> _Passage provided_:
Stretching back at least to that faux pas about the golden calf at Mt. Sinai, various branches of Abrahamic religions have had a thing about graven images. Which has given us aniconism, the banning of icons, and iconoclasts, who destroy offensive images on religious grounds. Orthodox Judaism has been into that at times; ditto for Calvinists, especially when it came to those idolatrous Catholics. Currently it’s branches of Sunni Islam that deploy literal graven-image police and consider the height of offense to be images of Allah and Muhammad.
In September 2005 the Danish newspaper Jyllands-Posten published cartoon images of Muhammad on its editorial page. It was a protest against Danish censorship and self-censorship about the subject, against Islam being a sacred cow in a Western democracy where other religions are readily criticized satirically. None of the cartoons suggested reverence or respect. Many explicitly linked Muhammad with terrorism (e.g., him wearing a bomb as a turban). Many were ironic about the ban—Muhammad as a stick figure with a turban, Muhammad (armed with a sword) with a blackened rectangle over his eyes, Muhammad in a police lineup alongside other bearded men with turbans.

[Records]
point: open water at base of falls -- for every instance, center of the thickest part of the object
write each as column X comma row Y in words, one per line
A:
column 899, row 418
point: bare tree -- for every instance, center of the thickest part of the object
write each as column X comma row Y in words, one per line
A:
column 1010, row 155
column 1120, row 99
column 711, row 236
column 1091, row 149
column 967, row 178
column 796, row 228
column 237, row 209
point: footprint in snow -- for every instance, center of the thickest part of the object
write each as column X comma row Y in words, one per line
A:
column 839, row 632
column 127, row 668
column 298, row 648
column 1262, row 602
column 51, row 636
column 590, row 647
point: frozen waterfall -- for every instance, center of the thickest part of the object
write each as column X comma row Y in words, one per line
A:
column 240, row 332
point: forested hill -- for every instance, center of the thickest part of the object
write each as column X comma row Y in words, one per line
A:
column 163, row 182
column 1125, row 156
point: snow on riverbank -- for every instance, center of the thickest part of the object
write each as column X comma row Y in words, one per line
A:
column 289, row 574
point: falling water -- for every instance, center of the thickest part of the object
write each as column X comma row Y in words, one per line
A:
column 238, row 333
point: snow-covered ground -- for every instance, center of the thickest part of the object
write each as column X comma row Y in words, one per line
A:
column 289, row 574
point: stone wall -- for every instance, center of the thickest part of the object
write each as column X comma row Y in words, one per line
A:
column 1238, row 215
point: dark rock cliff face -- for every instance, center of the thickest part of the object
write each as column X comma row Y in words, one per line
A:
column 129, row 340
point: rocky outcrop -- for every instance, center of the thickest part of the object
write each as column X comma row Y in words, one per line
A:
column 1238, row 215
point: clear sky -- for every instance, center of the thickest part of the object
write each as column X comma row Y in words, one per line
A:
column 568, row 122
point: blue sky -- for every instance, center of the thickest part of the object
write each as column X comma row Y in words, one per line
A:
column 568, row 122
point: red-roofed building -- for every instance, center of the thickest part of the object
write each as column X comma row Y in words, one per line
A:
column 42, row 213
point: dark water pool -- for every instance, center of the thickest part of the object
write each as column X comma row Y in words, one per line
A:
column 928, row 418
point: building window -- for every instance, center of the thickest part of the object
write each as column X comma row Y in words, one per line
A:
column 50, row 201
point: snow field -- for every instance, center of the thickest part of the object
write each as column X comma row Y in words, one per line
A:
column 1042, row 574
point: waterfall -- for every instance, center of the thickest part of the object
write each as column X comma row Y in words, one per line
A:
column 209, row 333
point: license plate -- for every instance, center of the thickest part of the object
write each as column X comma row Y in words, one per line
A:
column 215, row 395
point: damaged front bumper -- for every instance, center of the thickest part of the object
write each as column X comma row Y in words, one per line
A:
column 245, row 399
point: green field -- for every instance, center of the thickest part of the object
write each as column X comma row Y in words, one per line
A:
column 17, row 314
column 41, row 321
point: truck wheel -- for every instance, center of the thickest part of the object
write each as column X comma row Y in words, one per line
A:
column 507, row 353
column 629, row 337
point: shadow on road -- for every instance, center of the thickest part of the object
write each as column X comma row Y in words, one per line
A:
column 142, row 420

> _Request 1_:
Transcribe the passage on graven images from "In September 2005" to "men with turbans.".
> _Request 2_:
Write the next part of the passage on graven images and the Danish cartoons, picking up after its final sentence.

> _Expected answer 1_:
In September 2005 the Danish newspaper Jyllands-Posten published cartoon images of Muhammad on its editorial page. It was a protest against Danish censorship and self-censorship about the subject, against Islam being a sacred cow in a Western democracy where other religions are readily criticized satirically. None of the cartoons suggested reverence or respect. Many explicitly linked Muhammad with terrorism (e.g., him wearing a bomb as a turban). Many were ironic about the ban—Muhammad as a stick figure with a turban, Muhammad (armed with a sword) with a blackened rectangle over his eyes, Muhammad in a police lineup alongside other bearded men with turbans.

> _Expected answer 2_:
And as a direct result of the cartoons, Western embassies and consulates were attacked, even burned, in Lebanon, Syria, Iraq, and Libya. Churches were burned in northern Nigeria. Protesters were killed in Afghanistan, Egypt, Gaza, Iran, Iraq, Lebanon, Libya, Nigeria, Pakistan, Somalia, and Turkey (typically either by mob stampedes or by police containing rioters). And non-Muslims were killed in Nigeria, Italy, Turkey, and Egypt as revenge for the cartoons.
In July 2007 drawings by a Swedish artist of Muhammad’s head with a dog’s body provoked much the same. In addition to deadly protests, the Islamic State of Iraq offered $100,000 for the artist’s killing, Al-Qaeda targeted the artist for death (along with staffers from Jyllands-Posten), assassination plots were stopped by Western authorities, and one attempt killed two bystanders.
In May 2015 two gunmen attacked an antianiconist event in Texas where a $10,000 prize was offered for the “best” depiction of Muhammad. One person was injured before the gunmen were killed by police. And, of course, on January 7, 2015, two brothers, French-born sons of Algerian immigrants, massacred the staff of Charlie Hebdo, killing twelve.
EXAMPLE 2
In the Battle of Gettysburg fierce fighting occurred between the Union First Minnesota Volunteer Infantry and Confederate Twenty-eighth Virginia Volunteer Infantry Regiment.1 At one point Confederate soldier John Eakin, carrying the regimental flag of the Twenty-eighth Virginia, was shot three times (a typical fate of soldiers carrying the colors, who were preferential targets). Mortally wounded, Eakin handed the flag to a comrade, who was promptly killed. The flag was then taken up and displayed by Colonel Robert Allen, who was soon killed, then by Lieutenant John Lee, who was soon injured. A Union soldier, attempting to seize the colors, was killed by Confederates. Finally Private Marshall Sherman of the First Minnesota captured the flag, along with Lee.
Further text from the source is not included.